++++ Given records
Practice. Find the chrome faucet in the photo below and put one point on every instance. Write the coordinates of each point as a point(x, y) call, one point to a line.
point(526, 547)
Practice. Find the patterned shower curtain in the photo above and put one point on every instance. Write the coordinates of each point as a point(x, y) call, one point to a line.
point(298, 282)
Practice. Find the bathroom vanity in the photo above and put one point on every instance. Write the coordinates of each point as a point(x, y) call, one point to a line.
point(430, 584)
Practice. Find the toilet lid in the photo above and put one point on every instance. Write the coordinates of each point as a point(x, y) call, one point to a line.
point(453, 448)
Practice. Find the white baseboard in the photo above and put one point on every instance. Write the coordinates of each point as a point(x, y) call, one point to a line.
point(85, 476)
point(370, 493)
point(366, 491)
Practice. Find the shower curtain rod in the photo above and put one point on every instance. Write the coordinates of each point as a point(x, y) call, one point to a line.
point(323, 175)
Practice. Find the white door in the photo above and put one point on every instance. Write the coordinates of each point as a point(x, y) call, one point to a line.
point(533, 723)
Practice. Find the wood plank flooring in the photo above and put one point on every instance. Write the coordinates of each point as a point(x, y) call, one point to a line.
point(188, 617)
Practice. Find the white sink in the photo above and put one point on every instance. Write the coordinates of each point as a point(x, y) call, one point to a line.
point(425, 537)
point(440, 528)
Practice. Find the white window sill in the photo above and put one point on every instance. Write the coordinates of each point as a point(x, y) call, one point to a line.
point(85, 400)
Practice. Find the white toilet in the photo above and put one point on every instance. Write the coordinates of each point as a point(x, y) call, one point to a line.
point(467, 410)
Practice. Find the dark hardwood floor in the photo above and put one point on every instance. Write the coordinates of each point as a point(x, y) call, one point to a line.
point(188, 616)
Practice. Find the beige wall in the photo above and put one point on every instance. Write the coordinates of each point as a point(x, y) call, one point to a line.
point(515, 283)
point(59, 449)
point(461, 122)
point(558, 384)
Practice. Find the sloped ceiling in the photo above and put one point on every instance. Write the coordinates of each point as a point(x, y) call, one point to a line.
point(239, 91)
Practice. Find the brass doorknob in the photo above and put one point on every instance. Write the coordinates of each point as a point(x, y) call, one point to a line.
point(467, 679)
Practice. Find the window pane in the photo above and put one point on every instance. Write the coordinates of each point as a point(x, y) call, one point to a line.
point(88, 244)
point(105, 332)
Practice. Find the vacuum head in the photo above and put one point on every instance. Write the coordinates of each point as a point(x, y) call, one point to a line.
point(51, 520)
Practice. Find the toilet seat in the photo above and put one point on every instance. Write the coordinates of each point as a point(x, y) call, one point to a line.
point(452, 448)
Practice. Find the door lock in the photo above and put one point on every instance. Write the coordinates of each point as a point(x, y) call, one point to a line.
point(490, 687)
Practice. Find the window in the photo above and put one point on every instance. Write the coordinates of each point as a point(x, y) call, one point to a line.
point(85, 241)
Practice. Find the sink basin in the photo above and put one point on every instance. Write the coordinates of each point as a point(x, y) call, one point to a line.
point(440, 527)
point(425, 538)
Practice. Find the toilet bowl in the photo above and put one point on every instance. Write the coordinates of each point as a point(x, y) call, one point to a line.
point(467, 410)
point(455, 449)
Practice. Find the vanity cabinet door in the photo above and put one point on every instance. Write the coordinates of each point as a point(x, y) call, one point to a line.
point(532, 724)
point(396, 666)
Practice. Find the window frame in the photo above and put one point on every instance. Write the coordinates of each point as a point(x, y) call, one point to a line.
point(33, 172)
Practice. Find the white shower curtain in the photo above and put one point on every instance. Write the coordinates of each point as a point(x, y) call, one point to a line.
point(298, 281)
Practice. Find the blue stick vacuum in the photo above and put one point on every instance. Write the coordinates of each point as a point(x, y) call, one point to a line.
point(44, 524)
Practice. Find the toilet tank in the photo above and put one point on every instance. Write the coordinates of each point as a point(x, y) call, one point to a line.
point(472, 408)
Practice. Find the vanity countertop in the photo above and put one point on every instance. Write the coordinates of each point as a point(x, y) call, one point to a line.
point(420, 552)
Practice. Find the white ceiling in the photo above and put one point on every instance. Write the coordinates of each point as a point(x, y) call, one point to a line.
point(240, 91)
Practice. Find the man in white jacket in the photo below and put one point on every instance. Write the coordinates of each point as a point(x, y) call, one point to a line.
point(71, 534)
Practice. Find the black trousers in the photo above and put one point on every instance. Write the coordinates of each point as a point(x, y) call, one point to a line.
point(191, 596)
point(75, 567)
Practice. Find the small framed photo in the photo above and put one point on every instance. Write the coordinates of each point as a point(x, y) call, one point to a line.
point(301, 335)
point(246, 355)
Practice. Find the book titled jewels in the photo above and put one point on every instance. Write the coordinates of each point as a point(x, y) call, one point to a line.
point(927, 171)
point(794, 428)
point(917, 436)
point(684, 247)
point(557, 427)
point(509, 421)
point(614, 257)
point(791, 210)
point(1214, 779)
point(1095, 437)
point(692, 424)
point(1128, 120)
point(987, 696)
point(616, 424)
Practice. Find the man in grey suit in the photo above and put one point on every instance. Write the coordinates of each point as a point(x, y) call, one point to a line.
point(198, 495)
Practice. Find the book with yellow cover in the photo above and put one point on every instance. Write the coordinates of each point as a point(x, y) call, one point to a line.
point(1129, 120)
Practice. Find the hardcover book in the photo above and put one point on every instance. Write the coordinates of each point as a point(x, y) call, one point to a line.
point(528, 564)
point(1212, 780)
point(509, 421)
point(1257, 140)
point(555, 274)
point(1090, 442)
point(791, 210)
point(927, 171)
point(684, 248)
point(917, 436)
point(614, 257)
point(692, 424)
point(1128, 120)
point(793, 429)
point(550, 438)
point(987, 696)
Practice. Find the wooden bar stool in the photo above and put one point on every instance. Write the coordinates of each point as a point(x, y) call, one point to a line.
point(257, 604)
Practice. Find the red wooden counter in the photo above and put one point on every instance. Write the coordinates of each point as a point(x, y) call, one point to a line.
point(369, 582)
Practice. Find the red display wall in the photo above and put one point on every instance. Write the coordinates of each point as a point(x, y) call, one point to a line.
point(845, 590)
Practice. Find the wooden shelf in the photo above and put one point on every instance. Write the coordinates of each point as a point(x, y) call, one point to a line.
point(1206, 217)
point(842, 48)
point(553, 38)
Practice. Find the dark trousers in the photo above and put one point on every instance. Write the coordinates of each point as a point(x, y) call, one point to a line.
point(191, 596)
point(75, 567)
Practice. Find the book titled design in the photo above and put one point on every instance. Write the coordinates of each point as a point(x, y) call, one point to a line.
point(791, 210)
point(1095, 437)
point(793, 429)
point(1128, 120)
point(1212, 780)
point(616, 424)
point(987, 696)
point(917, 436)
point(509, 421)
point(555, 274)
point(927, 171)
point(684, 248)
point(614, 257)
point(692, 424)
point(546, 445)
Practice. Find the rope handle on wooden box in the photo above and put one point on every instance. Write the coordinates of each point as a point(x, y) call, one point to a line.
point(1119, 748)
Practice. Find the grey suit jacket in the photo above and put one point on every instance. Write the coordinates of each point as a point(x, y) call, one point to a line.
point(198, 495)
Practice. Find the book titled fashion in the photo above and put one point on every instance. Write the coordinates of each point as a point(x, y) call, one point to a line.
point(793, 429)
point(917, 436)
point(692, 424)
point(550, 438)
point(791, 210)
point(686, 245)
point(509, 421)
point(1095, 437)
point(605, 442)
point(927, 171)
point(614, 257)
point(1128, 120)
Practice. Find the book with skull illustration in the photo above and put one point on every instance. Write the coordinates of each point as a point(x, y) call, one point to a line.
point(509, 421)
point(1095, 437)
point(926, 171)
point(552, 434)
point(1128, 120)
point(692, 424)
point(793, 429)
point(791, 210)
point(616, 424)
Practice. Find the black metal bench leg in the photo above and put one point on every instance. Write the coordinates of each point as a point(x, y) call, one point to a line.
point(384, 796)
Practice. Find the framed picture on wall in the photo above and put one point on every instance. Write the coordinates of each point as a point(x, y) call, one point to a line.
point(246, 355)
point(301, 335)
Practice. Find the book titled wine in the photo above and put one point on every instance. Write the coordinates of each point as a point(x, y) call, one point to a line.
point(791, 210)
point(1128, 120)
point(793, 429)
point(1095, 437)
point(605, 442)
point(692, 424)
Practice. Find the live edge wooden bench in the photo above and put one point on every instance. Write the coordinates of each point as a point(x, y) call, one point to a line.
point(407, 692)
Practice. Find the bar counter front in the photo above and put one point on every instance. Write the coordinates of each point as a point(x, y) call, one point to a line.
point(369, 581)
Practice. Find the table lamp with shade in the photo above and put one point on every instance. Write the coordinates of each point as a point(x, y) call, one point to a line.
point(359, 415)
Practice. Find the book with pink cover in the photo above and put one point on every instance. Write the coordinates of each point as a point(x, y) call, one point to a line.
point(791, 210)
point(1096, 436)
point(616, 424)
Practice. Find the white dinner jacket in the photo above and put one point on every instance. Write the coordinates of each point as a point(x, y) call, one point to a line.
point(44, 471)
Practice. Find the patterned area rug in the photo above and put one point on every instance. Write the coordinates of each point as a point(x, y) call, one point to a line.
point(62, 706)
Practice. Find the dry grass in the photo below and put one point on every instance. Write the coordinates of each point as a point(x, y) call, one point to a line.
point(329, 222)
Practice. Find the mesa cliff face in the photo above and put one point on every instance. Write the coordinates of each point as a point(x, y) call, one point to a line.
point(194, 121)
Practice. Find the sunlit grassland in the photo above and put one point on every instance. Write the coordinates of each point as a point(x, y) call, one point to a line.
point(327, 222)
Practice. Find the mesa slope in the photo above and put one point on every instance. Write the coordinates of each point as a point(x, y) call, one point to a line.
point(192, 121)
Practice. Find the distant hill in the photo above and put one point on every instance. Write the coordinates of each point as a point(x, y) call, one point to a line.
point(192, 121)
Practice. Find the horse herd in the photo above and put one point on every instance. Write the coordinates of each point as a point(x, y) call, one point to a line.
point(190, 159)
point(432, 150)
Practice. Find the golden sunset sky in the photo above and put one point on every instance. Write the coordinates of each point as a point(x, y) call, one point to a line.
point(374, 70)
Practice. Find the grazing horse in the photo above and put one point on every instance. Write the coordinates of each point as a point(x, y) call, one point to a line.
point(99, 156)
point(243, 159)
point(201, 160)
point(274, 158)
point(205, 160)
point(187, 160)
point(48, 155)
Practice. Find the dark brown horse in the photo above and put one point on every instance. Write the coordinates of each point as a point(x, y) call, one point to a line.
++++++++
▸ Your objective: Reproduce verbatim the portion of the entries above that begins with the line containing "Practice. Find the beige" and ends with the line containing "point(490, 687)", including both of those lines.

▸ Finished answer:
Practice. Find the beige wall in the photo above and put one point on every instance. Write the coordinates of each point as a point(x, y) call, one point to a line.
point(515, 283)
point(59, 449)
point(461, 122)
point(558, 384)
Practice. Find the sloped ceiling in the photo above and put one point on every instance. Write the coordinates of each point as a point(x, y) call, one point to a line.
point(239, 91)
Practice. Find the brass doorknob in the photo above and put one point on every instance. Write the coordinates of each point as a point(x, y) call, one point to a line.
point(467, 679)
Practice. Find the window pane in the photo above and put one point on every instance. Write the coordinates of each point as a point(x, y) call, one point to a line.
point(88, 244)
point(105, 332)
Practice. Find the vacuum head in the photo above and put one point on every instance. Write the coordinates of each point as a point(x, y) call, one point to a line.
point(51, 520)
Practice. Find the toilet seat in the photo above and put one point on every instance. Write the coordinates of each point as a point(x, y) call, one point to a line.
point(452, 448)
Practice. Find the door lock in the photo above and put one point on every instance. Write the coordinates of each point as a point(x, y) call, one point to a line.
point(490, 687)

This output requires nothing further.